Transcribe the listing below line for line without changing anything. Leave the picture out of your transcription.

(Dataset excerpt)
--------------------

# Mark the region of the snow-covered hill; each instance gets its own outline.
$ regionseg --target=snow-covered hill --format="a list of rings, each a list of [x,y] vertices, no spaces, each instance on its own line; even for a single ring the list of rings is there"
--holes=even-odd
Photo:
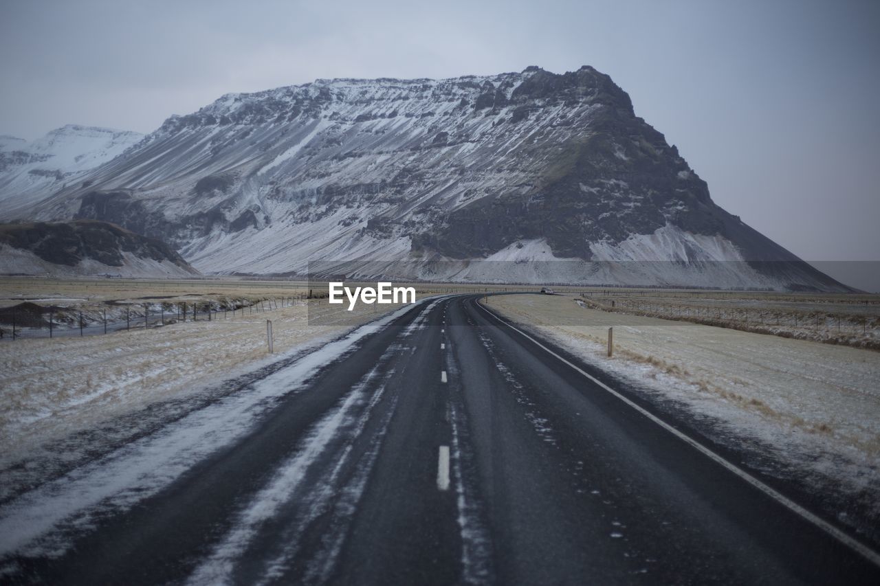
[[[228,94],[42,194],[7,196],[0,217],[114,222],[204,272],[321,260],[410,278],[846,289],[716,206],[587,66]]]
[[[187,277],[198,274],[163,242],[106,222],[0,224],[0,275]]]
[[[128,130],[69,124],[28,143],[0,136],[2,216],[77,183],[84,172],[106,163],[143,138]],[[81,181],[81,179],[80,179]]]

--------------------

[Exercise response]
# Mark the region of the snow-covered hill; each instance gets its own outline.
$ regionseg --target=snow-covered hill --format="a list of rings, each a list of [x,y] vertices, no spaces, each instance on its own line; even for a single ring the list of rings is there"
--holes=even-odd
Photo:
[[[228,94],[42,194],[7,196],[0,217],[114,222],[204,272],[321,260],[410,278],[846,289],[716,206],[587,66]]]
[[[187,277],[198,274],[163,242],[106,222],[0,224],[0,275]]]
[[[128,130],[69,124],[28,143],[0,136],[2,216],[77,183],[84,172],[106,163],[143,138]],[[81,181],[81,179],[80,179]]]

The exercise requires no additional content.